* SET TASK: Copy word for word every line in the listing below, starting with the line that contains "In the photo above, each instance of the pink" and ending with the last line of the listing.

Rows from an object pointing dataset:
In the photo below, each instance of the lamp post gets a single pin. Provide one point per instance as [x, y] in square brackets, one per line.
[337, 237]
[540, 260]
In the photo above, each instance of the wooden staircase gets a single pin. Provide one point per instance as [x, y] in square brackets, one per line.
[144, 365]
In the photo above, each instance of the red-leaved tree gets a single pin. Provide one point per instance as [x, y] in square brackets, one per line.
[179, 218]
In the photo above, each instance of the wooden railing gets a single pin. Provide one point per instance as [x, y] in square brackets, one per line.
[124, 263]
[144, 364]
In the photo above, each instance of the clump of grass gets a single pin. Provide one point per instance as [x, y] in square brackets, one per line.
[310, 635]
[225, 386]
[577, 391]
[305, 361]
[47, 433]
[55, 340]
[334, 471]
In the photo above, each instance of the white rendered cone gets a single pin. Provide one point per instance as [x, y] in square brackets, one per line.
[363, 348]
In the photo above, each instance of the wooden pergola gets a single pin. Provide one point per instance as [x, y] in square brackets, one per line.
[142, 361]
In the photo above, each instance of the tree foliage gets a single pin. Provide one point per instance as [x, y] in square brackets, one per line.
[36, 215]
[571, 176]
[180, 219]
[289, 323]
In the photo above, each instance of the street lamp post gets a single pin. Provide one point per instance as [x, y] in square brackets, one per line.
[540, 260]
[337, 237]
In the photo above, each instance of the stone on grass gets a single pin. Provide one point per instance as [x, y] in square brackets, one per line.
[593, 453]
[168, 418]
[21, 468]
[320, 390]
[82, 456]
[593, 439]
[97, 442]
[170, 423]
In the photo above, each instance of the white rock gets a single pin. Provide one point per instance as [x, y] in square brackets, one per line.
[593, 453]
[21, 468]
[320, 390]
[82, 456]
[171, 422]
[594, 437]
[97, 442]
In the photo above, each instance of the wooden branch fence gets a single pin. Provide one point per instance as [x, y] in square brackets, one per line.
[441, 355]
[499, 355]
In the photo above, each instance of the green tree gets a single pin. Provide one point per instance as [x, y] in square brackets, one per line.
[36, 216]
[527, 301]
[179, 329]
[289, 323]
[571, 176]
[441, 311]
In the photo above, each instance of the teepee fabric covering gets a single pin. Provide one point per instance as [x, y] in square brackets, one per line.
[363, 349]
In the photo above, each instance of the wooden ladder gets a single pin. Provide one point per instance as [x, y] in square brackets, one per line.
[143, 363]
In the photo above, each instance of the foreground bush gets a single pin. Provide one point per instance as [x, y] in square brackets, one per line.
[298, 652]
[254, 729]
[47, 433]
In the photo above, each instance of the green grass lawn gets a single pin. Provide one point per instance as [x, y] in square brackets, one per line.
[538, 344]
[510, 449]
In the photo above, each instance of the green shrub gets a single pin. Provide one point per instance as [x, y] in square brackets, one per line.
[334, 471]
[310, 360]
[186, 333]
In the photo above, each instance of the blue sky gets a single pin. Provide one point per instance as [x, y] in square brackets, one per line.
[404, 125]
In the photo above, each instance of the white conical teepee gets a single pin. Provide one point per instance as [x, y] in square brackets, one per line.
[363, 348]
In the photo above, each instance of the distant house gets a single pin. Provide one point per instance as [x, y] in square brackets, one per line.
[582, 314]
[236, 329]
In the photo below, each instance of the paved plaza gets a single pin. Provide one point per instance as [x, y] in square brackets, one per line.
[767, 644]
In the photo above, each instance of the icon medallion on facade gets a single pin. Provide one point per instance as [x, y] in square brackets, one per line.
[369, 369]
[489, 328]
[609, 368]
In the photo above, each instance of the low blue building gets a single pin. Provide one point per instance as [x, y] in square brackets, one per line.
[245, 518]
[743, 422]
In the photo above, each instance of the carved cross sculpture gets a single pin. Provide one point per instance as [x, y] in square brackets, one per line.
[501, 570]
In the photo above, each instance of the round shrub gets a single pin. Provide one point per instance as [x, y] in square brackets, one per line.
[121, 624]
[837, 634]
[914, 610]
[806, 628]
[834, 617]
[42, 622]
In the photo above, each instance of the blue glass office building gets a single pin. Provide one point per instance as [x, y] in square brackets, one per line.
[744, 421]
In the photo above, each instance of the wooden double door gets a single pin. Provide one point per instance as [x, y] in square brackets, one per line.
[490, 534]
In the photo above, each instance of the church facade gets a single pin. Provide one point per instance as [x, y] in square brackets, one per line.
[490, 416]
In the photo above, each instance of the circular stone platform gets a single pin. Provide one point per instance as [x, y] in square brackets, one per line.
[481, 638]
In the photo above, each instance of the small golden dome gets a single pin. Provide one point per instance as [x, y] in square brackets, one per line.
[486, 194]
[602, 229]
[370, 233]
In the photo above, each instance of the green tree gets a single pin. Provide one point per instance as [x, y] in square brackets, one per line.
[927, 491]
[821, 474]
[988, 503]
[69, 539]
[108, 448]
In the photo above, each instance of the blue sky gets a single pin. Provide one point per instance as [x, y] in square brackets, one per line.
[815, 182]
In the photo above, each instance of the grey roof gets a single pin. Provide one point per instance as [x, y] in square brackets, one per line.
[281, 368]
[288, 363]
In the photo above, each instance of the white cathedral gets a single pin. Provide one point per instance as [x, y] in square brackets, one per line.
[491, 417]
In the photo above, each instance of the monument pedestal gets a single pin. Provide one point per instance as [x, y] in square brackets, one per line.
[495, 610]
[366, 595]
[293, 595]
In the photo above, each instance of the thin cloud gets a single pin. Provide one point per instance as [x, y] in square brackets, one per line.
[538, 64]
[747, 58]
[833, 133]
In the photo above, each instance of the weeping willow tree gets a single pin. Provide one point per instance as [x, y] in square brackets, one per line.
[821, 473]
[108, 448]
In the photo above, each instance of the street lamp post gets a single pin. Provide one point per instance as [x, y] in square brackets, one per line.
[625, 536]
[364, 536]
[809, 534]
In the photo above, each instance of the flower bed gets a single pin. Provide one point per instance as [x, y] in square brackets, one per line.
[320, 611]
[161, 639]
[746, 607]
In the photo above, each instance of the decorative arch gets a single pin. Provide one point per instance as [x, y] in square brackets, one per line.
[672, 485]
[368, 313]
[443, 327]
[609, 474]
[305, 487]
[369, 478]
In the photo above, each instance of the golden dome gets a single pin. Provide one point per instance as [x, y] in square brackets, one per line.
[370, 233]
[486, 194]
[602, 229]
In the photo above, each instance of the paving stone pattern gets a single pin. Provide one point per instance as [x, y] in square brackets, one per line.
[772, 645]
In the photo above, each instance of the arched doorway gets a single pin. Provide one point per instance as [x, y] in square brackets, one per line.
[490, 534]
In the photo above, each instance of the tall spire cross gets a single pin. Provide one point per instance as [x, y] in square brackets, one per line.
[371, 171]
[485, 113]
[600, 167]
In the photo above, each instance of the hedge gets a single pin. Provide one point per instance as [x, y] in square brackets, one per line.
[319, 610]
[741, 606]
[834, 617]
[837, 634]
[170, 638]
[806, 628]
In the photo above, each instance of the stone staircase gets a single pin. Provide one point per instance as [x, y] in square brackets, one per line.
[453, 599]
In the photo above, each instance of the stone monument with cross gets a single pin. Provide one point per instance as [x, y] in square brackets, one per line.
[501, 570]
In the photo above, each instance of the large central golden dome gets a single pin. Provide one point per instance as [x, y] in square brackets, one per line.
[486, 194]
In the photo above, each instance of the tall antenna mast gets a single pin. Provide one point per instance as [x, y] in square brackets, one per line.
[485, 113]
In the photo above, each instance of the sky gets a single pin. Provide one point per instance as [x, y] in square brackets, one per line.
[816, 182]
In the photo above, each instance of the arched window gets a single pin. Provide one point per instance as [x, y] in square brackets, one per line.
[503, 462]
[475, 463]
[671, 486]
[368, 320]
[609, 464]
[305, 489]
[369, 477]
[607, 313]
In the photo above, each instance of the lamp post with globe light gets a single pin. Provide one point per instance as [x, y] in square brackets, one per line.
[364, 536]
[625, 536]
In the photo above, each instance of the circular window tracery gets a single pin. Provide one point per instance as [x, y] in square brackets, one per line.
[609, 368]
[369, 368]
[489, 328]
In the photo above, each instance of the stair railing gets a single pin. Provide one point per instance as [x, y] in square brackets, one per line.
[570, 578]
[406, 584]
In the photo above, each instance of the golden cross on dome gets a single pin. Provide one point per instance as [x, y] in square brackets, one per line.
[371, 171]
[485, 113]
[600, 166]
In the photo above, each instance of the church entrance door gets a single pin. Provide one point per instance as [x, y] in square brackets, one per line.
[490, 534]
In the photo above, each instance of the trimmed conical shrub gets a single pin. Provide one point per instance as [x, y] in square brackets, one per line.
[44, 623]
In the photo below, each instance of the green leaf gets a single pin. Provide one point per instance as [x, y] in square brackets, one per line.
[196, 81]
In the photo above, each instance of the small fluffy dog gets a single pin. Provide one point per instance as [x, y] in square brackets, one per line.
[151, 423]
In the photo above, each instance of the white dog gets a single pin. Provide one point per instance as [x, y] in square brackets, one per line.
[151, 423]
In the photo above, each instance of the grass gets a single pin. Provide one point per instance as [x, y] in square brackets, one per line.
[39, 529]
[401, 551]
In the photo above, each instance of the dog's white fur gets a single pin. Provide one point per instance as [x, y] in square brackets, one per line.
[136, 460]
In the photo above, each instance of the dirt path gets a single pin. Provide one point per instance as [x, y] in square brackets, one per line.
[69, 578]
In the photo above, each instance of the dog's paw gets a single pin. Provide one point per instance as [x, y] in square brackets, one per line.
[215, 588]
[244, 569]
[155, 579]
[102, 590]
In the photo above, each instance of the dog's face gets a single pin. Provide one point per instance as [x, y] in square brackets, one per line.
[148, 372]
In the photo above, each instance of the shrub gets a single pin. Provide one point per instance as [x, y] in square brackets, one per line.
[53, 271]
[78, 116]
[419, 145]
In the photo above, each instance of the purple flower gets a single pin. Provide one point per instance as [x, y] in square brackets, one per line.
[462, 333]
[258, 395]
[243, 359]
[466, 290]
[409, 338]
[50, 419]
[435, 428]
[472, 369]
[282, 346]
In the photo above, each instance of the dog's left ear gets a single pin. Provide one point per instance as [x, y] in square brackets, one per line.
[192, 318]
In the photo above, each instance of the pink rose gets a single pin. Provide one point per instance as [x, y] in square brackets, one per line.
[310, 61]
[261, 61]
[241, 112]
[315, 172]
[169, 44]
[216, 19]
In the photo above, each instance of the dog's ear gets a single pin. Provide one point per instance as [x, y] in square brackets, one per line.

* SOLVED PROBLEM:
In the photo above, each instance of the pink rose gets a single pin. Provide one point per instance as [x, y] in square brackets, one per line.
[310, 61]
[261, 61]
[241, 112]
[315, 172]
[169, 44]
[216, 19]
In the photo above, each instance of the dog's ear gets a single pin. Provide one point per instance as [x, y] in square brackets, one per line.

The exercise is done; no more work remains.